Gather every line below that contains the string "ornate", matching case exactly, and copy each one out.

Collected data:
####

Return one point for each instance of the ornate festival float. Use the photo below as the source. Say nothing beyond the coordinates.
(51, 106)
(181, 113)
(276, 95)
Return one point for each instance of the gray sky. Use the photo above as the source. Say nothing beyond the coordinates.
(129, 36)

####

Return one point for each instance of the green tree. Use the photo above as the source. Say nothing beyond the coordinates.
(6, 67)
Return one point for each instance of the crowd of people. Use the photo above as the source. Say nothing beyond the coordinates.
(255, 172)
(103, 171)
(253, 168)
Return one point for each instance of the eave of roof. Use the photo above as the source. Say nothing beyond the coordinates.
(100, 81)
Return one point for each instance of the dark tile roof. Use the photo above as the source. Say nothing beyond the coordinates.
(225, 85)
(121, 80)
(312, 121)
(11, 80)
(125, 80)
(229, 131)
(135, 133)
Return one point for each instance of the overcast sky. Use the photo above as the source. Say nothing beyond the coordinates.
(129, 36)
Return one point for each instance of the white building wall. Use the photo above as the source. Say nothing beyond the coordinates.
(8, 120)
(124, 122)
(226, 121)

####

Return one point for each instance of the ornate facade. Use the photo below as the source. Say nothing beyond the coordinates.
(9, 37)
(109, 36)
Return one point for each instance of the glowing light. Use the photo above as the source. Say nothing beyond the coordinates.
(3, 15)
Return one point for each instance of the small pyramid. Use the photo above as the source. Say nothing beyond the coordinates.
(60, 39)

####

→ **FINAL RESULT**
Return one point for each instance of the ornate festival float. Use the photo below as the source. Say nothing beyond the coordinates.
Return one point for each instance of the ornate facade. Use the photo below as the source. Say nothing beyond the coordinates.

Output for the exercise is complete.